### GIVEN PROBLEM
Scale the entries from the line with "Objective — a point for each instance of the white" through the last line of the entries, both included. Write those lines out again with their requests, multiplying every coordinate in the answers by 0.8 and rounding to whole numbers, with halves going up.

Stored entries
--- Begin ---
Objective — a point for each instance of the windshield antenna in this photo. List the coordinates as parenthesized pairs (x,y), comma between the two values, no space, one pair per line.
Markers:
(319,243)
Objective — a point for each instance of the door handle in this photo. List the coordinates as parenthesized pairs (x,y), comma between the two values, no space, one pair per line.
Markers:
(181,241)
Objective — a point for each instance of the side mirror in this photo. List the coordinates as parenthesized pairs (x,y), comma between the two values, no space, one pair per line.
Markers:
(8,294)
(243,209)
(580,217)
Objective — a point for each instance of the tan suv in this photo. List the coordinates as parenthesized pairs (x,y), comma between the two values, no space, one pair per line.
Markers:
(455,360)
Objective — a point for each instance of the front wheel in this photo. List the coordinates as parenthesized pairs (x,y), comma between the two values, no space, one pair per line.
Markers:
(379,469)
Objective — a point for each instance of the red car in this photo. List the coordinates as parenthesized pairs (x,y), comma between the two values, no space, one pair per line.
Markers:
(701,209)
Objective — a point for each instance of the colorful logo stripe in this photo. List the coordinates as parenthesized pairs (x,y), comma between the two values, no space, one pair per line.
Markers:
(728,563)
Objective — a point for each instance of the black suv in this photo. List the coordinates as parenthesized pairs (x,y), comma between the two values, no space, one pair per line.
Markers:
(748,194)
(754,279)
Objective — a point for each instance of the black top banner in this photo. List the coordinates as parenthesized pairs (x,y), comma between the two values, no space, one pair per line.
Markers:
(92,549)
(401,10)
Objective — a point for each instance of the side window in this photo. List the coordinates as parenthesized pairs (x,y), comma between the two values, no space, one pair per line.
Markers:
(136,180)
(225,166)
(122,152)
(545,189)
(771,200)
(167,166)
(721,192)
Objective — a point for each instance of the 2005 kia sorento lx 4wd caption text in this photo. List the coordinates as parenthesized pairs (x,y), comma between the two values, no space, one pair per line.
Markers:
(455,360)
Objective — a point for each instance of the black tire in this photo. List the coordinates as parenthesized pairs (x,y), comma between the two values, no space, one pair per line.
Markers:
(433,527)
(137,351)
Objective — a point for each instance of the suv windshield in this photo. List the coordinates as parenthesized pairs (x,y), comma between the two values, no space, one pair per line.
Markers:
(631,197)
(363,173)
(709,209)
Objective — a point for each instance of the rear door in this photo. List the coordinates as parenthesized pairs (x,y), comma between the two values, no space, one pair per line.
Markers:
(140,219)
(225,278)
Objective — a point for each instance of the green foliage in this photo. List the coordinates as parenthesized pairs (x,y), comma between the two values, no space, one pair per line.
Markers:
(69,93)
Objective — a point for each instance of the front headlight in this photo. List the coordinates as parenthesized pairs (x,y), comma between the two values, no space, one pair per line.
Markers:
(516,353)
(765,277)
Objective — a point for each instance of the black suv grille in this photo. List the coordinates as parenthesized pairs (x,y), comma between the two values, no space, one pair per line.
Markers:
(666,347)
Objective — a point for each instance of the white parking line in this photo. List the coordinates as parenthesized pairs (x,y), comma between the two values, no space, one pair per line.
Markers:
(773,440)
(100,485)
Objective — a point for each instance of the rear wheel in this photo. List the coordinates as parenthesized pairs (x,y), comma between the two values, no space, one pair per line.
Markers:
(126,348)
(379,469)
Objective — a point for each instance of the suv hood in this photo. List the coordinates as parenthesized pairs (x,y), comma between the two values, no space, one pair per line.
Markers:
--- End ---
### ANSWER TO THE PROBLEM
Objective — a point for each instance of the white parking line in this photo. List the coordinates as parenthesized pairs (x,y), comma between the two values, no space, one pair per line.
Markers:
(618,352)
(80,388)
Objective — a point for each instance of the rear wheel in this photo. List the coordinates as parenthesized pairs (x,y), comma between the two values, no space, one pair per line.
Markers:
(101,278)
(303,375)
Objective — a point for each instance of the suv hood in this photo. List the coordinates as parenthesized pairs (x,y), comma between the two values, no space, one pair per line.
Markers:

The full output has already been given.